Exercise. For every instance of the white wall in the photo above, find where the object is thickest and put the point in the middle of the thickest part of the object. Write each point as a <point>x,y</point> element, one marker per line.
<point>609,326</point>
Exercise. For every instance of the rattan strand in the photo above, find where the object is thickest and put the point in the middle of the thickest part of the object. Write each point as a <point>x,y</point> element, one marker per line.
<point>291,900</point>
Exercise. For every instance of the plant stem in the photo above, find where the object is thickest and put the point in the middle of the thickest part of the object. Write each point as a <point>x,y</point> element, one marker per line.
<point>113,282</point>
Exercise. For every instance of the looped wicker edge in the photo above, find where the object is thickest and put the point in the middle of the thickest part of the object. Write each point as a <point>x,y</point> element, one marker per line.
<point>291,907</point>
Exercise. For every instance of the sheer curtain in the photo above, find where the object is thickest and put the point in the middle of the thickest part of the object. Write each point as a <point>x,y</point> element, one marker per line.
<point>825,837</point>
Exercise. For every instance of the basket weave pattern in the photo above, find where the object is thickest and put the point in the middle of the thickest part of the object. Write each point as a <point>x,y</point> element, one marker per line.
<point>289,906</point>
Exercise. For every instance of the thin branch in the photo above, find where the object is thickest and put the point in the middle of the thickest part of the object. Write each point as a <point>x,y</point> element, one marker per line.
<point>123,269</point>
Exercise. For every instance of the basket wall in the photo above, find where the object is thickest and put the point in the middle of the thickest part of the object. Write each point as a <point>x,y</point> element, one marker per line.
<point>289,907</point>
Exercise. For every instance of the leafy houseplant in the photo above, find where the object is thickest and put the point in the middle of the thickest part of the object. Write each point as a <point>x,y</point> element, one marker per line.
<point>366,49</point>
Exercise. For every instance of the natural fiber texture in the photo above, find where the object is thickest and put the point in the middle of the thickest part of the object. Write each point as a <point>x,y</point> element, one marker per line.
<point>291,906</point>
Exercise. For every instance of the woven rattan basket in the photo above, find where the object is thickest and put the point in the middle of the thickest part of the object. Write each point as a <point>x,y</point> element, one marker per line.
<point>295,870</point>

- - - - - - -

- Task prompt
Transcribe all of the data above verbatim, keeping every line in its original order and changing nothing.

- Task output
Exercise. For every instance of the white wall in the photo above, find where the object is thickest and put the point in the middle of the thickest part of the object. Write each point as a <point>x,y</point> element, one marker per line.
<point>609,326</point>
Exercise. For every instance of the rattan strand in the photo above, find where the object is thickest and put the point in the middle of the thickest part of the object. Write each point as a <point>x,y</point> element, one marker per line.
<point>291,900</point>
Exercise. For every instance of the plant stem in the photo above, find where the object is thickest and put the point in the middle of the thickest part of the object. Write each point as a <point>x,y</point> element, one marker per line.
<point>113,282</point>
Exercise. For every instance of the looped wicker edge in the photo above, find where the object is thickest and put the point in the middle of the thickest part of the object. Write each point as a <point>x,y</point> element, one marker per line.
<point>291,907</point>
Exercise. For every instance of the sheer curtain in the photo above, find where the object is thickest and put the point in the middle of the thickest part of the object. Write each point as a <point>x,y</point> element, one marker per line.
<point>825,837</point>
Exercise. For every instance of the basket weave pattern in the photo above, find where the object is thickest and put the point in the middle of the thickest part of the object. Write each point as a <point>x,y</point> element, one marker per line.
<point>289,906</point>
Exercise. For every instance of the thin branch in the photo above, find where the object is thickest and put the point in the middle of the thickest part of the object. Write each point as a <point>x,y</point> element, one marker per line.
<point>123,269</point>
Exercise. For every instance of the basket wall in the photo above, find where the object is thickest and put the point in the middle of the thickest part of the object. Write each point as a <point>x,y</point> element, one marker per line.
<point>289,907</point>
Exercise. For every instance of the leafy houseplant in the photo above, find where the object is thickest and put the point in the middle of the thickest part of the object. Write each point as a <point>x,y</point> element, one marker per line.
<point>366,49</point>
Exercise. For every instance of the natural fiber texture in the photo above, find where the object is thickest and put the point in the middle of the thickest part of the object. Write each point as a <point>x,y</point> element, one marker per line.
<point>291,906</point>
Exercise. For every instance of the woven rattan basket in the photo above, find where the object is thickest and put the point in the middle of the thickest part of the object. Write each point as a <point>x,y</point> element, one marker per line.
<point>295,870</point>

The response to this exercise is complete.